SHORT TASK A
Select every line of the listing that contains the string "Query", treating uppercase and lowercase letters as distinct.

Cranbrook Art Museum served as the producer for the entire Nick Cave project, and was home to the exhibition Nick Cave: Here Hear, that included a 7,000-square-foot exhibition of Soundsuits, recent sculptures, and newly commissioned artworks. The exhibition was on view from June 20 through October 11, 2015. A full weekend of celebrations occurred for the exhibition opening, including a film screening and block party performances in Detroit’s Brightmoor community on June 21. Nick Cave: Here Hear is curated by Laura Mott, Curator of Contemporary Art and Design at Cranbrook Art Museum.
Various Locations
April and May 2015
Soundsuit Invasion Photo Shoots featured the artist Nick Cave being photographed in Soundsuits at iconic Detroit locations. The photographs were published as a book titled Nick Cave: Greetings From Detroit—inspired by vintage postcards—depicting the city of Detroit from the perspective of creative positivity. The book was designed by Bob Faust, photographed by Corine Vermeulen with an essay by Laura Mott.

RECORDS PROVIDED
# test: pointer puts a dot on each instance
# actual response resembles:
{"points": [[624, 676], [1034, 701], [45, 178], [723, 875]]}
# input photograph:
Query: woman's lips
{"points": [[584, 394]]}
---
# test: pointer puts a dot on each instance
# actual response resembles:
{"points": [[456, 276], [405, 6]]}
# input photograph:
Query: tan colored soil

SHORT TASK B
Return the portion of the Nick Cave exhibition text from "Various Locations" up to and including "by Laura Mott.", reproduced word for word.

FINAL RESULT A
Query: woman's lips
Query: tan colored soil

FINAL RESULT B
Various Locations
April and May 2015
Soundsuit Invasion Photo Shoots featured the artist Nick Cave being photographed in Soundsuits at iconic Detroit locations. The photographs were published as a book titled Nick Cave: Greetings From Detroit—inspired by vintage postcards—depicting the city of Detroit from the perspective of creative positivity. The book was designed by Bob Faust, photographed by Corine Vermeulen with an essay by Laura Mott.